STUDY TEXT:

----------------------------------------

Bhattacharya continued, “[D]octors should know about it, epidemiologists should know about it, but there’s no reason on earth to panic the population about it. Like, what do you do? Are you going to close schools to avoid kids getting this bacteria? [T]he key … is to not make people panicked over something that is entirely manageable. Even [with] the ‘tripledemic,’ [if you] think about that. Every respiratory virus season, we have multiple viruses passed around among large numbers of people that we don’t have any way of controlling. And we don’t suspend our civilization every time we have respiratory virus panic [over] viruses floating around, because we know that that would cause much more harm than good. … [F]or the vast majority of the population, these respiratory viruses are nothing but a cold. … [I]t’s just panic-mongering in a way that I think is not helpful.”

Bhattacharya went on to give a grave assessment of the lockdown and mask strategy that was employed during the COVID pandemic.

“It was very, very shortsighted,” he underscored. “It … got into people’s heads that we could somehow conquer all disease. All we had to do was lock down for long enough. But what actually ends up happening is that you delay the time that you get the disease to when you’re older, and you’re going to be more vulnerable. Generally, for children especially, it’s actually quite important that they live a normal life so that their bodies can get trained to cope with the pathogens they’re going to face their entire lives. Our entire earth is filled with these pathogens … [b]ut we learn to deal with them. … [T]o have the idea in your head that you could somehow avoid germs forever is as far from reality as one can imagine. And when you try to play around with those kinds of ideas and implement them at scale, like we did with the lockdowns, you’re going to cause unintended consequences, unintended harm.”

Bhattacharya further noted with dismay that U.S. officials are not engaging in a straightforward assessment of pandemic policies that were implemented. “[T]he tenor seems to be, ‘Well, why didn’t we lock down earlier? Why didn’t we be more draconian?’ You know, draconian policy is not the way to manage pandemics. … I think we have not yet had anywhere in the world an honest inquiry run by people. [A]lmost all of these inquiries have been run by people who have vested interest in trying to make people think they did the right thing, when evidently they didn’t.”

He continued by highlighting how what happened during the pandemic has led to a collapse in public trust of scientists and doctors. “[I]t’s been shocking to see how little introspection … has been done by our scientific leaders, even the new set of leaders who are replacing the old ones [like] the new head of the NIH [and] the new head of the CDC. They’ll mouth words about ‘accountability’ and … ‘rebuild[ing] trust.’ And yet [CDC Director Cohen’s] actions and her words basically say, ‘Well, [we] just didn’t think [we] did anything wrong, [we] just somehow failed to persuade people that [we] were right.’ In fact, they were evidently wrong about item after item after item. … How do they expect to … regain trust when they still are doubling down on absolute nonsense?”

As to how American citizens and voters can help stop future lockdowns and mandates from occurring, Bhattacharya was clear.

“I think the most important thing is that you can ask your leaders — whoever you’re voting for, from dog catcher to president — ‘What are you going to do the next time there’s a pandemic? Are you going to close my school down? … [H]ow do you plan to reform the CDC? … How do you plan to reform the NIH so that you don’t fund dangerous research … that probably led to the pandemic? … How are you going to make sure that the FDA regulates the pharmaceutical industry, rather than be captured by it?’ I think every single voter should be asking every single elected official these questions, because it’s not like we can just go back to normal. That ship has sailed. We have to push our elected leaders to do the right thing.”

Dan Hart is senior editor at The Washington Stand.

----------------------------------------

DATA LISTING:
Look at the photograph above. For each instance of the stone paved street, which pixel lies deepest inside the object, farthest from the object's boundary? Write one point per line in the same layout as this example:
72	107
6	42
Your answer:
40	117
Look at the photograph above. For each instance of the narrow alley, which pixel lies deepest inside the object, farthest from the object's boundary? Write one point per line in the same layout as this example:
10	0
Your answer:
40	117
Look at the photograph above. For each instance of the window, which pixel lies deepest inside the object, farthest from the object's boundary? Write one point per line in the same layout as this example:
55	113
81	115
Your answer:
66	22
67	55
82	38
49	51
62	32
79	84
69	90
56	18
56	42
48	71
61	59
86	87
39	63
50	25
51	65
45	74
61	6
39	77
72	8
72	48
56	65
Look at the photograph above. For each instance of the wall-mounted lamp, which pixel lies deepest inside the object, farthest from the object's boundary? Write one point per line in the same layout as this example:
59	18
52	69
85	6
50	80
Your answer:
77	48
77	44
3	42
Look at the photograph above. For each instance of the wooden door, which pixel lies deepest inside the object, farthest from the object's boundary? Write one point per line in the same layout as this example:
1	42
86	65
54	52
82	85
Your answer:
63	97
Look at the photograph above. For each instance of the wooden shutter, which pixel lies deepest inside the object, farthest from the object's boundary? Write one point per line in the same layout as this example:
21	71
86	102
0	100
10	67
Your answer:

----------------------------------------

USING THE INFORMATION:
1 > Copy part of the Bhattacharya text word for word, beginning at "As to how American" and ending after "The Washington Stand.".
2 > Summarize the Bhattacharya text in three sentences.
The records are not used for any of this.

SET OF ANSWERS:
1 >
As to how American citizens and voters can help stop future lockdowns and mandates from occurring, Bhattacharya was clear.

“I think the most important thing is that you can ask your leaders — whoever you’re voting for, from dog catcher to president — ‘What are you going to do the next time there’s a pandemic? Are you going to close my school down? … [H]ow do you plan to reform the CDC? … How do you plan to reform the NIH so that you don’t fund dangerous research … that probably led to the pandemic? … How are you going to make sure that the FDA regulates the pharmaceutical industry, rather than be captured by it?’ I think every single voter should be asking every single elected official these questions, because it’s not like we can just go back to normal. That ship has sailed. We have to push our elected leaders to do the right thing.”

Dan Hart is senior editor at The Washington Stand.

2 > Bhattacharya argues that respiratory viruses are no reason to panic the public and calls the COVID lockdown and mask strategy shortsighted, saying it delayed infection to older ages and caused unintended harm. He says no honest inquiry into pandemic policy has yet been held, and that scientific leaders' lack of introspection has led to a collapse in public trust. He urges voters to ask elected officials what they will do in the next pandemic and how they plan to reform the CDC, NIH, and FDA.